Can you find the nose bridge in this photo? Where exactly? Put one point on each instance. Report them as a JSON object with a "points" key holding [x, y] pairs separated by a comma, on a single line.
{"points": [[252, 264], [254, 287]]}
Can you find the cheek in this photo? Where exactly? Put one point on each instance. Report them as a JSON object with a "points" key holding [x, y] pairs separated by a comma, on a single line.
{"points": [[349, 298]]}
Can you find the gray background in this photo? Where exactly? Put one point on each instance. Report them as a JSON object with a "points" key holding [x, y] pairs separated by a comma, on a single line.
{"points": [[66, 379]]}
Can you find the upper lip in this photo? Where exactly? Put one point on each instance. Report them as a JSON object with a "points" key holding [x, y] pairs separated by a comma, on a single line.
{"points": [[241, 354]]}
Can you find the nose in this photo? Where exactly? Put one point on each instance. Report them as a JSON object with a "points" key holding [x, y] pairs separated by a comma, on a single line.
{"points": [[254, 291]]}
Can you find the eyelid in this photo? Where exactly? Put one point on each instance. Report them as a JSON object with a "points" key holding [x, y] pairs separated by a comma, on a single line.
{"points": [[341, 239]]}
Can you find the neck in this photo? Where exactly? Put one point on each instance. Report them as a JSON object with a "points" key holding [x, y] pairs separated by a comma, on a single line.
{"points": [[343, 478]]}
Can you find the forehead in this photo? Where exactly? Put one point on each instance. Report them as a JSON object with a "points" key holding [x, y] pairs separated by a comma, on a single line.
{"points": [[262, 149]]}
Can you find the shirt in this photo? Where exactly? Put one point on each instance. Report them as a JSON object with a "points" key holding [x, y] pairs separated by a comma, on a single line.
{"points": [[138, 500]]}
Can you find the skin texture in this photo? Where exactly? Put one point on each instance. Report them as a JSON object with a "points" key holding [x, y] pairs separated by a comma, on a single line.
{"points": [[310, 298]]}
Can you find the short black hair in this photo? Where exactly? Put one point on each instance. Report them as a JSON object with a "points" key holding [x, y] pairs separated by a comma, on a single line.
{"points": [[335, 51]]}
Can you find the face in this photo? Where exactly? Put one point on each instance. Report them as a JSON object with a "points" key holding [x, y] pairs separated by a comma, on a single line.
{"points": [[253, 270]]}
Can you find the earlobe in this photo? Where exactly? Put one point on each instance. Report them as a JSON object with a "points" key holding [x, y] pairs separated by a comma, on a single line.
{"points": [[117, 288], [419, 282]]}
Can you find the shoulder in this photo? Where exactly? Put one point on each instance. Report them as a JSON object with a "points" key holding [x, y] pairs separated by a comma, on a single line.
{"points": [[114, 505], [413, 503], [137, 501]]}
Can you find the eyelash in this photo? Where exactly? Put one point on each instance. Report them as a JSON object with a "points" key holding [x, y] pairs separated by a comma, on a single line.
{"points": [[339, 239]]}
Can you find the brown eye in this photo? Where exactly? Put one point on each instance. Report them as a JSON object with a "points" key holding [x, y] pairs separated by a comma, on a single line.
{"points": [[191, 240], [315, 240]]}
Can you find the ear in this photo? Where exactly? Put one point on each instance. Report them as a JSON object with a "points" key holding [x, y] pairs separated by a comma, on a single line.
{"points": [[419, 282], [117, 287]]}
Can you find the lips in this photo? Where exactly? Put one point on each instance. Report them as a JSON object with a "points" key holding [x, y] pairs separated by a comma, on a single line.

● ● ● ● ●

SET TASK
Place every line of the material above into a Markdown table with two columns, Entry and Content. Number each line in Entry and omit any blank lines.

FINAL ANSWER
| Entry | Content |
|---|---|
| 1 | Can you find the nose bridge in this photo? Where exactly? Put one point on each instance. Report them as a JSON object with a "points" key holding [x, y] pairs separated by a comma, on a single line. |
| 2 | {"points": [[252, 264], [254, 287]]} |
| 3 | Can you find the cheek in this photo? Where exactly? Put one point on each instance. Report them as a JSON object with a "points" key holding [x, y] pairs separated by a comma, on a single line. |
| 4 | {"points": [[349, 298]]} |
| 5 | Can you find the gray background in this photo? Where exactly? Put one point on each instance. Report them as a JSON object with a "points" key holding [x, y] pairs separated by a comma, on a single line. |
| 6 | {"points": [[66, 379]]} |
| 7 | Can you find the upper lip in this photo? Where exactly? Put one point on each instance. Report them as a JSON object with a "points" key holding [x, y] pairs separated by a comma, on a single line. |
| 8 | {"points": [[241, 354]]} |
| 9 | Can you find the nose in this photo? Where exactly? Put one point on each instance. Report them as a JSON object with a "points" key holding [x, y] pairs separated by a comma, on a single line. |
| 10 | {"points": [[254, 291]]} |
| 11 | Can you find the eyelid in this photo? Where exactly? Put one point on each instance. Report them as a JSON object with a "points" key holding [x, y] pairs separated by a comma, on a single line. |
| 12 | {"points": [[341, 239]]} |
| 13 | Can you find the neck in this photo? Where exactly? Put one point on each instance. Report them as a JSON object with a "points" key holding [x, y] pairs separated by a comma, on a single line. |
| 14 | {"points": [[343, 478]]} |
| 15 | Can you find the forehead in this photo? Where exactly? Put one point on each instance. Report them as a JSON object with a "points" key holding [x, y] pairs separated by a comma, on a single line. |
| 16 | {"points": [[262, 149]]} |
| 17 | Can you find the shirt in this photo? Where exactly? Put one point on each instance. Report them as a JSON object with a "points" key holding [x, y] pairs separated by a comma, on a single line. |
| 18 | {"points": [[138, 500]]} |
| 19 | Can you find the skin texture in this photo? Where exactly? Put one point on each instance. Report them as a JSON object with a "points" key holding [x, y] pairs separated by a comma, on a single line. |
| 20 | {"points": [[310, 298]]} |
| 21 | Can you find the short black hair in this photo? Where exactly? Put one point on each instance. Report them as a JSON object with a "points" key holding [x, y] pairs separated by a comma, on a single line. |
| 22 | {"points": [[335, 51]]} |
| 23 | Can you find the face in this photo? Where exactly? Put one point on each instance. Report them as a JSON object with a "points" key holding [x, y] pairs separated by a comma, on a single line. |
| 24 | {"points": [[253, 270]]} |
| 25 | Can you find the earlobe in this photo? Where exactly? Put one point on each instance. Report them as a JSON object with a "points" key holding [x, y] pairs separated by a comma, on a single line. |
| 26 | {"points": [[117, 288], [419, 282]]} |
| 27 | Can you find the shoulder in this photo? Where exactly? Put one point on each instance. Report them as a JSON object with a "points" key holding [x, y] pairs separated by a comma, on a single line. |
| 28 | {"points": [[114, 505], [413, 503], [137, 501]]} |
| 29 | Can you find the eyelash in this photo? Where exactly? Put one point on each instance. Report them as a JSON object with a "points" key holding [x, y] pairs separated by a comma, on a single line. |
| 30 | {"points": [[339, 239]]} |
| 31 | Can you find the brown eye in this photo? Where exactly? Put one point on each instance. Report them as a JSON object with a "points" key holding [x, y] pairs separated by a comma, on a single line. |
| 32 | {"points": [[191, 240], [315, 240]]} |
| 33 | Can you find the ear in this photo? Where exactly? Put one point on each instance. Report them as a JSON object with a "points" key holding [x, y] pairs separated by a comma, on a single line. |
| 34 | {"points": [[419, 282], [117, 287]]} |
| 35 | Can you find the lips in this photo? Where exactly? Put one point on each instance. Report them as a JSON object with a "points" key holding [x, y] pairs separated by a comma, on a single line. |